*Task directions*
Convert the data, starting with the line that contains "</instance>" and going on through the line that contains "positive clicks: (363, 394) (362, 385)", into a Markdown table with a Row column numbering each line and a Line column holding its text. Leave out blank lines.

*Collected data*
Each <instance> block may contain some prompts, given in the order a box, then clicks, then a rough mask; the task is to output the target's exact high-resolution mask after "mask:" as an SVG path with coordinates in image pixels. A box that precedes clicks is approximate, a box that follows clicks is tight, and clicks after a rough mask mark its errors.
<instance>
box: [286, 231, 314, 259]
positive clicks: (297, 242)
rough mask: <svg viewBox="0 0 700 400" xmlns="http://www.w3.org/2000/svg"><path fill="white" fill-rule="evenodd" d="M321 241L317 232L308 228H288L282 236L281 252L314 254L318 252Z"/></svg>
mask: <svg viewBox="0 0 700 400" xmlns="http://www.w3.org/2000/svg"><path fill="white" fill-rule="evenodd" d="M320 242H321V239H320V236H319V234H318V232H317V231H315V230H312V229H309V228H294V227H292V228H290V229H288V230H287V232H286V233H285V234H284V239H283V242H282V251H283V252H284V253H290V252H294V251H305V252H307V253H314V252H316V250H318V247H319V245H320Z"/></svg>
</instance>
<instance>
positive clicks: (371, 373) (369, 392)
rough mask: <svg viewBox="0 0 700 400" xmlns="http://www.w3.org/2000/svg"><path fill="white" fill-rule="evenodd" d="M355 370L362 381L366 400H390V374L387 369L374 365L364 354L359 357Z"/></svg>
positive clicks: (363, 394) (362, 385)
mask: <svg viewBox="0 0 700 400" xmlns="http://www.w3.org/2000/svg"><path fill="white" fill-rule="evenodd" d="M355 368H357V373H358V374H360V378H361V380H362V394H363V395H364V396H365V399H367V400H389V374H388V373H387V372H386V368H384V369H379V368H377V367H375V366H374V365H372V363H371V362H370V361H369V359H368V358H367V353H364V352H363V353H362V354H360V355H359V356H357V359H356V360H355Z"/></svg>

*Answer section*
| Row | Line |
|---|---|
| 1 | </instance> |
| 2 | <instance> |
| 3 | positive clicks: (371, 373) (369, 392) |
| 4 | rough mask: <svg viewBox="0 0 700 400" xmlns="http://www.w3.org/2000/svg"><path fill="white" fill-rule="evenodd" d="M355 370L362 381L366 400H390V374L387 369L374 365L364 354L359 357Z"/></svg> |
| 5 | positive clicks: (363, 394) (362, 385) |